Exercise tasks:
• a. Answer these questions from the text on docking studies below.
(i) How many compounds did the ACD database screened against L99A/M102Q contain?
(ii) At what resolution was the Tm0936 structure determined?
(iii) Of the 16 high-scoring compounds picked for the W191G mutant, how many showed measurable binding affinity?
• b. List every color named in the Figure 6 caption of the text on docking studies below.

Quoted passage:
****

A more complex site is the L99A/M102Q double mutant of T4 lysozyme, which is more polar than L99A. Wei and colleagues reported the discovery of ligands selective for L99A/M102Q by screening against the 172,000 compound ACD database using DOCK 3.5 [25]. Seven compounds that scored well against the double mutant, but not against the L99A single mutant, were purchased and tested for binding. Five of these were determined by x-ray crystallography. Docking predictions corresponded to the crystallographic results within 0.4 Å RMSD [Fig. (6)], and were so detailed as to include predictions of double occupancy as seen in some crystal structures. Again, docking clearly works very well on small polar molecules against this simple site.

Figure 6.

Figure 6

Superposition of the crystal structure of Tm0936 in complex with SIH (red) and the docking predicted structure of the high-energy intermediate of SAH (carbons in green). Enzyme carbons are coloured light blue, SAH and enzyme oxygen atoms are coloured red, nitrogens blue and sulphurs orange. The purple sphere represents the divalent metal ion. An Fo-Fc omit electron density map for SIH is shown, contoured at 4.1 σ. The structure was determined at 2.1 Å resolution. (from Ref. [30])

The charged, wet site of the synthetic model site of the cytochrome C peroxidase W191G mutant affords a slightly more complex site, as it allows for a water molecule to be present. Brenk and co-workers reported the discovery of new binders by docking a library of 5300 compounds from the ACD using DOCK 3.5 [26, 27]. They picked 16 high scoring compounds not previously known to bind. Fifteen of these showed experimentally measurable binding affinity, ranging from 20 to 60 µM. Crystal structures were determined for ten of these and the observed geometries corresponded closely to those predicted by docking [Fig. (7)]. This is more evidence that docking is clearly working most of the time against simple sites with very small ligands.

Figure 7.

****

Dataset:
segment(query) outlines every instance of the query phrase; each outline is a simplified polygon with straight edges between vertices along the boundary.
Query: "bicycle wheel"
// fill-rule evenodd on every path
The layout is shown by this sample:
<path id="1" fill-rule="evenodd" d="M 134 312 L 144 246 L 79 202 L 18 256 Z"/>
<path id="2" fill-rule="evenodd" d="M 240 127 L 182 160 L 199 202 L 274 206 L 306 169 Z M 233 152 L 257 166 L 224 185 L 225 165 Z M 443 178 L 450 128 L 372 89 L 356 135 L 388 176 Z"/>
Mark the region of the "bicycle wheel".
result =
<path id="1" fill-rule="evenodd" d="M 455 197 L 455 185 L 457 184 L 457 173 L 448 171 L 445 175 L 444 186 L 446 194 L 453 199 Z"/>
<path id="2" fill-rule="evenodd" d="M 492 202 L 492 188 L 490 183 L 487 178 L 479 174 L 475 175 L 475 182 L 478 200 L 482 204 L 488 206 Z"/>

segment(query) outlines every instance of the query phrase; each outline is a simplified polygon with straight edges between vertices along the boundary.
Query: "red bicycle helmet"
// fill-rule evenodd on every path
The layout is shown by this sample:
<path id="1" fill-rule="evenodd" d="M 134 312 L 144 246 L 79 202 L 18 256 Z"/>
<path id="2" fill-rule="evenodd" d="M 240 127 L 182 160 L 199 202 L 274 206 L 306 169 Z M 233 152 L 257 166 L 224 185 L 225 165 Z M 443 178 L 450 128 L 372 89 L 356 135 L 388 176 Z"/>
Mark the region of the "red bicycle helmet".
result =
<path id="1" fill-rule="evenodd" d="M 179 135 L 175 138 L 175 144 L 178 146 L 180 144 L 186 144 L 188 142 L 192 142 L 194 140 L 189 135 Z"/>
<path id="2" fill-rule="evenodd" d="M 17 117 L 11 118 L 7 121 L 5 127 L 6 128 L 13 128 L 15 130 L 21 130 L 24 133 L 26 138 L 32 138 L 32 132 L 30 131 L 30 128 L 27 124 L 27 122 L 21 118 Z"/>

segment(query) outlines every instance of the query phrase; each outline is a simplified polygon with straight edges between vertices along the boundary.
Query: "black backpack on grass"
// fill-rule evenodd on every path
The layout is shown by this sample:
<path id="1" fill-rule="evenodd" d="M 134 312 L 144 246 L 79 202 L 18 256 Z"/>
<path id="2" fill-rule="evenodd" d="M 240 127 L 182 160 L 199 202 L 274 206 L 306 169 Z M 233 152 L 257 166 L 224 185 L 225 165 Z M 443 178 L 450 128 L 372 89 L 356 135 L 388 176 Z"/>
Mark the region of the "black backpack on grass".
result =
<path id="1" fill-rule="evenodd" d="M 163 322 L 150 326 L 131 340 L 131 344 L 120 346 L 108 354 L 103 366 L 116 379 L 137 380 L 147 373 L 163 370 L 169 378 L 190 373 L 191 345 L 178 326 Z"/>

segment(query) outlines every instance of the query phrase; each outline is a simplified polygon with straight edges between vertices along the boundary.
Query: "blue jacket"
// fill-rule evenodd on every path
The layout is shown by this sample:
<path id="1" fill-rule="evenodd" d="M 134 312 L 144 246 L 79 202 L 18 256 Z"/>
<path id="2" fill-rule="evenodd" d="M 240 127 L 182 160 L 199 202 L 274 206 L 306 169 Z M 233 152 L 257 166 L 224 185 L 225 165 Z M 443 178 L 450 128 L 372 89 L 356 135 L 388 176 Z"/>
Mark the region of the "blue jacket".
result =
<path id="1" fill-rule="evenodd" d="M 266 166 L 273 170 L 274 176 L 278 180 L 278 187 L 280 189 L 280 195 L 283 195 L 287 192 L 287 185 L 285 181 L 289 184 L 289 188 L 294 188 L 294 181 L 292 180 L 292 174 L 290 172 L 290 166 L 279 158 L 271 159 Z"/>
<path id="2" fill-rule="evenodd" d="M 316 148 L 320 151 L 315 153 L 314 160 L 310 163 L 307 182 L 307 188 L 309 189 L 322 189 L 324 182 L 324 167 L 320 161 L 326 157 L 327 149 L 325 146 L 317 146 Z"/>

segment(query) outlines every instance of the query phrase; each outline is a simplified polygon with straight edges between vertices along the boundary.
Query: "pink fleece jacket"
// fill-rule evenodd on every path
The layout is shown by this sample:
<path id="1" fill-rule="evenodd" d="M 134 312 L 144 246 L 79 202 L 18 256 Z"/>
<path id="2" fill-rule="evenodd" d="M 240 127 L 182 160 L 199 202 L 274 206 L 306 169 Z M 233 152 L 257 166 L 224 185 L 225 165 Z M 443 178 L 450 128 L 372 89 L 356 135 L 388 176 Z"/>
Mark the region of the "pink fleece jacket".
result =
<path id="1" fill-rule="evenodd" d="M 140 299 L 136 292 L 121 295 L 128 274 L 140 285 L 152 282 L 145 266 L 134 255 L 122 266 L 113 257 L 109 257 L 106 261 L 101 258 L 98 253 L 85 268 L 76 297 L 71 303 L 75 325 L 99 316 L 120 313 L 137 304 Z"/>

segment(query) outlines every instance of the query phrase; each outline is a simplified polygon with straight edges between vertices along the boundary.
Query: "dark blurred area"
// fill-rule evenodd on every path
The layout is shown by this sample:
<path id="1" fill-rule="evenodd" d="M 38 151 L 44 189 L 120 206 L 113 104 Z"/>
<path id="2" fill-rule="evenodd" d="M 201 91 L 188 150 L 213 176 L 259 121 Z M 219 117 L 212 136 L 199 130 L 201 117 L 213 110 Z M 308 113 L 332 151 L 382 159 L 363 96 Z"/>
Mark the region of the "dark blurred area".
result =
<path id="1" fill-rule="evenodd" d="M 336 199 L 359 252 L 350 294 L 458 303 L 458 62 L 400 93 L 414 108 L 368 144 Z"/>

****

Outputs for the tasks:
• a.
(i) 172,000
(ii) 2.1 Å
(iii) Fifteen

• b. red, green, light blue, blue, orange, purple